Extract:
----------

Yesterday, I attended a function at the residence of his Excellency, the High Commissioner for India, to celebrate the presentation of his credentials to Her Majesty the Queen. The present High Commissioner of India, his Excellency Mr Navtej Sarna, is a Sikh. In a country such as India, it must be appreciated that in recent years there was at one time an Italian lady who was leader of the Congress Party, a Sikh Prime Minister, a Muslim President and a Hindu Vice-President. We must all appreciate that anyone can reach the top in India irrespective of their religious beliefs. However, we must also accept that there have been some aberrations on human rights, which we all abhor. I am sure that, with the will of the majority of Indians and the Government, these undesirable blips will be ironed out. I am confident of this. India is a great country and I am sure that it will overcome the occasional prejudicial and undesirable practices.

Lord Ahmed (Non-Afl):
My Lords, I, too, am grateful to the noble Lord, Lord Singh, for securing this debate and providing us with the opportunity of discussing this alarming situation in the so-called largest democracy in the world. Democracy without human rights, equality, fairness, rule of law and minority rights does not impress me. President Putin was democratically elected; Donald Trump is leading the race for the Republican Party presidential nomination in the US; Hitler was also democratically elected; and so were many others in history who had a terrible record in the treatment of religious minorities. I say to the noble Lord, Lord Sheikh, with all due respect, that I disagree with him: India’s record on the treatment of religious minorities has been problematic for decades.

We are seeing, as many had predicted, disturbing new levels of threat emerging since the formation of the openly Hindu nationalist BJP Government led by Prime Minister Modi. There are almost daily reports of attacks, intimidation and marginalisation of religious minorities. In 2015, President Obama identified the risk of religious intolerance as a possible cause of India failing as a state The noble Lord, Lord Singh, mentioned the tens of thousands of victims of mass violence, against Sikhs in Delhi in 1984 and Muslims in Gujarat in 2002, where mobs widely believed to have official backing massacred, raped and looted with impunity.

----------

Can you duplicate the debate passage word for word, starting with "We are seeing, as" and going on through "looted with impunity."? The items after this debate passage aren't needed.

Supplied material:
----------

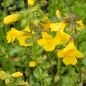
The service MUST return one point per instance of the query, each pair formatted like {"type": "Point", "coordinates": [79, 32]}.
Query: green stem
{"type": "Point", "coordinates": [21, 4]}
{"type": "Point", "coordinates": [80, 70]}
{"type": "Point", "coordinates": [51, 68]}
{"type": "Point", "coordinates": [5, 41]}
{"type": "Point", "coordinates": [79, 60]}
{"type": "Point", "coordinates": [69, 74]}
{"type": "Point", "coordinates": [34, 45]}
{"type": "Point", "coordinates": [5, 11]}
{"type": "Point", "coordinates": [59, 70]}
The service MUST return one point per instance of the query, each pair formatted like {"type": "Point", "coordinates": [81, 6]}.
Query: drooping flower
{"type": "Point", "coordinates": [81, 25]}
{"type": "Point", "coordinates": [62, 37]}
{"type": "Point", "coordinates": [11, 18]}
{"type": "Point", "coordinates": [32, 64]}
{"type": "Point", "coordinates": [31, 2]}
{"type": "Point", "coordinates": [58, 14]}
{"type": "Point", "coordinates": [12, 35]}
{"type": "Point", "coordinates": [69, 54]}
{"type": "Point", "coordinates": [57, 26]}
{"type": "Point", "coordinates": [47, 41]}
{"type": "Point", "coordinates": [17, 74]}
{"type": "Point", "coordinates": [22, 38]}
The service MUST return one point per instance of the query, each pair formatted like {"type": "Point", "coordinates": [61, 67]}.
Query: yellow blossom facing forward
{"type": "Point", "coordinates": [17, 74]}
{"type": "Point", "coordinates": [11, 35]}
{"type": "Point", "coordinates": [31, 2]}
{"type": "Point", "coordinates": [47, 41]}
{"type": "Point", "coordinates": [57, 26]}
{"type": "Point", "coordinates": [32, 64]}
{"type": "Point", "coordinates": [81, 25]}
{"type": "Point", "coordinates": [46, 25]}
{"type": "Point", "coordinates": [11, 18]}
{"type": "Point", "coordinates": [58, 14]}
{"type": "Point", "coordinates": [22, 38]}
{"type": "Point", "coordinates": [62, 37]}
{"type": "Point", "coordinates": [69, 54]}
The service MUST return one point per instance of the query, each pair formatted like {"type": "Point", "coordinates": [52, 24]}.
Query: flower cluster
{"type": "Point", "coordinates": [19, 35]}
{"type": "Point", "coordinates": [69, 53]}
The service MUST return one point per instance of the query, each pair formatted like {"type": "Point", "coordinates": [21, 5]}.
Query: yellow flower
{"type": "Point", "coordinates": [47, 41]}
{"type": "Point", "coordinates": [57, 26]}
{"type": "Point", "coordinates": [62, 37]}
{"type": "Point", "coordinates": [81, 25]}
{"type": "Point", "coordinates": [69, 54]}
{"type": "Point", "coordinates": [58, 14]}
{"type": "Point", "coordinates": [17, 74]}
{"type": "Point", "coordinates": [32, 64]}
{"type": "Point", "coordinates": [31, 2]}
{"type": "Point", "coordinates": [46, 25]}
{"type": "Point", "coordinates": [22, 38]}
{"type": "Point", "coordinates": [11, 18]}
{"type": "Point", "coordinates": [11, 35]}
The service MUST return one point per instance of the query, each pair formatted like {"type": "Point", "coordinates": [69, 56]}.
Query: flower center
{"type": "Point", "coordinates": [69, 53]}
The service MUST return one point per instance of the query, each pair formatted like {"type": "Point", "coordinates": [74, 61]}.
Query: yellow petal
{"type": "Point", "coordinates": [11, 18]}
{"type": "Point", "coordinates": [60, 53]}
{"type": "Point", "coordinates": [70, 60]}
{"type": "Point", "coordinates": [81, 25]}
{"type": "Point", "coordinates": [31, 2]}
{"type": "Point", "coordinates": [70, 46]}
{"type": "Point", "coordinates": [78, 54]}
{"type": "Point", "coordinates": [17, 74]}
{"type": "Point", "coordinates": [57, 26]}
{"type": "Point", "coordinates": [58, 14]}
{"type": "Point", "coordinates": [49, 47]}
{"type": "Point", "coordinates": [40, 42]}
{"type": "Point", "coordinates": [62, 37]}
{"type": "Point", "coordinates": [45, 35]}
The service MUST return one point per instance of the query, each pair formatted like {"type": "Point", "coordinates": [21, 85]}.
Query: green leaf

----------

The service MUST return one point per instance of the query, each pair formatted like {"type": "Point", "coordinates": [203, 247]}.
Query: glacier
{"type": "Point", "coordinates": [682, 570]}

----------

Reply to the task:
We are seeing, as many had predicted, disturbing new levels of threat emerging since the formation of the openly Hindu nationalist BJP Government led by Prime Minister Modi. There are almost daily reports of attacks, intimidation and marginalisation of religious minorities. In 2015, President Obama identified the risk of religious intolerance as a possible cause of India failing as a state The noble Lord, Lord Singh, mentioned the tens of thousands of victims of mass violence, against Sikhs in Delhi in 1984 and Muslims in Gujarat in 2002, where mobs widely believed to have official backing massacred, raped and looted with impunity.